• PROBLEMS TO SOLVE:
a) Write out the part of the judgment excerpt that opens with the words containing "Procedural fairness: two" and closes with "or both pools.".
b) List every court case the judgment excerpt cites by name, with the citation given for each.
c) Answer these questions from the judgment excerpt:
(i) On what date was the transcript cited in the excerpt recorded?
(ii) Whose decision is it whether the parties' property is considered globally or in separate pools?
(iii) In Calder, why was there no denial of procedural fairness?
══ SELECTED EXCERPT
It is uncontentious that neither party submitted that the Court should consider the assets in two pools. Indeed, during the hearing the primary judge raised this very issue with the solicitor then appearing for the wife clarifying the parties’ position that “no one has suggested to me it shouldn’t be the one pool” (transcript 29 September 2015, page 81 line 16 to 17).
Similarly, neither party submitted to his Honour that there should be an order made splitting the superannuation, a position again clarified by his Honour with the solicitor appearing for the wife (transcript 29 September 2015, page 61 line 1 to 2).
Procedural fairness: two pools or one
At the outset of this discussion it is important to observe that the decision as to whether the property of the parties or either of them is considered globally or in separate pools is a matter for the trial judge (see Calder & Calder (2016) FLC 93-691 (“Calder”) at [102]). The thrust of the ground as we understand it is not so much the fact that the primary judge did not raise with either party his intention to consider the property in two pools, but that he did not afford the parties the opportunity of addressing him as to how the two pools were to be considered in the determination of contributions and, in the event of there being a further adjustment in recognition of the s 75(2) factors, whether that adjustment would be made from one or both pools.
The point made in Calder was that while in that case the trial judge did not foreshadow his intention to treat the property in two pools, there was no denial of procedural fairness because the appellant received the orders she sought albeit from only one of the two pools. However the court said:
102.…In our view, issues of natural justice only come into play where the trial judge’s approach leads to an outcome outside the parameters of the competing claims, or where the judge has adopted an approach to one of the pools which neither party had advocated: Guthrie and Guthrie (1995) FLC 92-647.
…
104. …The case is thus quite unlike Scrymegeour & Scrymegeour (2014) FLC 93-600 where the departure by the trial judge from the agreed position of the parties was shown to have occasioned prejudice. There being no possible prejudice to the wife in the present case, there can be no merit in this part of her complaint.
Here the complaint is that in adopting the course he did, the primary judge failed to afford the wife the opportunity to make submissions on the contributions and how they were to be recognised in relation to the two pools. We agree with the contention. Having decided to consider the property of the parties and the superannuation interests in two pools, his Honour then proceeded to determine the individual contributions by the parties in relation to each pool and thereby arrived at a percentage division of that pool to reflect that party’s contributions. These steps were arrived at without hearing submissions from either party as to how those pools should be regarded in terms of the parties’ contributions to them, what would in the parties’ view be an appropriate percentage division in relation to each pool, and how any adjustment pursuant to s 75(2) would be reflected in the pools.
════
══ DATA LISTING
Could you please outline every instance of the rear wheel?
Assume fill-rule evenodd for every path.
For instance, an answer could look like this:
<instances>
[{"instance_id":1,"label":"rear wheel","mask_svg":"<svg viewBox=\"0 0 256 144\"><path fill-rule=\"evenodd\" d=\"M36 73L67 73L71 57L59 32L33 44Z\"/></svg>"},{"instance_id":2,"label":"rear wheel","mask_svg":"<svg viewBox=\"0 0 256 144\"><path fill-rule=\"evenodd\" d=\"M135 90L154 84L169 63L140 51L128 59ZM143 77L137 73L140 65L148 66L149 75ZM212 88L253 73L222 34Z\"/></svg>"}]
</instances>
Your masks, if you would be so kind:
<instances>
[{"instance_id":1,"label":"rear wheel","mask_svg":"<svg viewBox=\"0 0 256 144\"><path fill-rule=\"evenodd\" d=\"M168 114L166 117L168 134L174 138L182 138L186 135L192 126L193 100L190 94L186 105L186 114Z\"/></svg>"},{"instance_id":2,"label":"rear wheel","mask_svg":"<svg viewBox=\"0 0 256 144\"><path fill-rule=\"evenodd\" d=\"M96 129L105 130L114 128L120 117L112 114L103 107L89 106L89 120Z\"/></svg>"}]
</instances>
════
• RESULTS OF THE TASKS:
a)
Procedural fairness: two pools or one
At the outset of this discussion it is important to observe that the decision as to whether the property of the parties or either of them is considered globally or in separate pools is a matter for the trial judge (see Calder & Calder (2016) FLC 93-691 (“Calder”) at [102]). The thrust of the ground as we understand it is not so much the fact that the primary judge did not raise with either party his intention to consider the property in two pools, but that he did not afford the parties the opportunity of addressing him as to how the two pools were to be considered in the determination of contributions and, in the event of there being a further adjustment in recognition of the s 75(2) factors, whether that adjustment would be made from one or both pools.

b)
Calder & Calder (2016) FLC 93-691
Guthrie and Guthrie (1995) FLC 92-647
Scrymegeour & Scrymegeour (2014) FLC 93-600

c)
(i) 29 September 2015
(ii) The trial judge's.
(iii) The appellant received the orders she sought, albeit from only one of the two pools.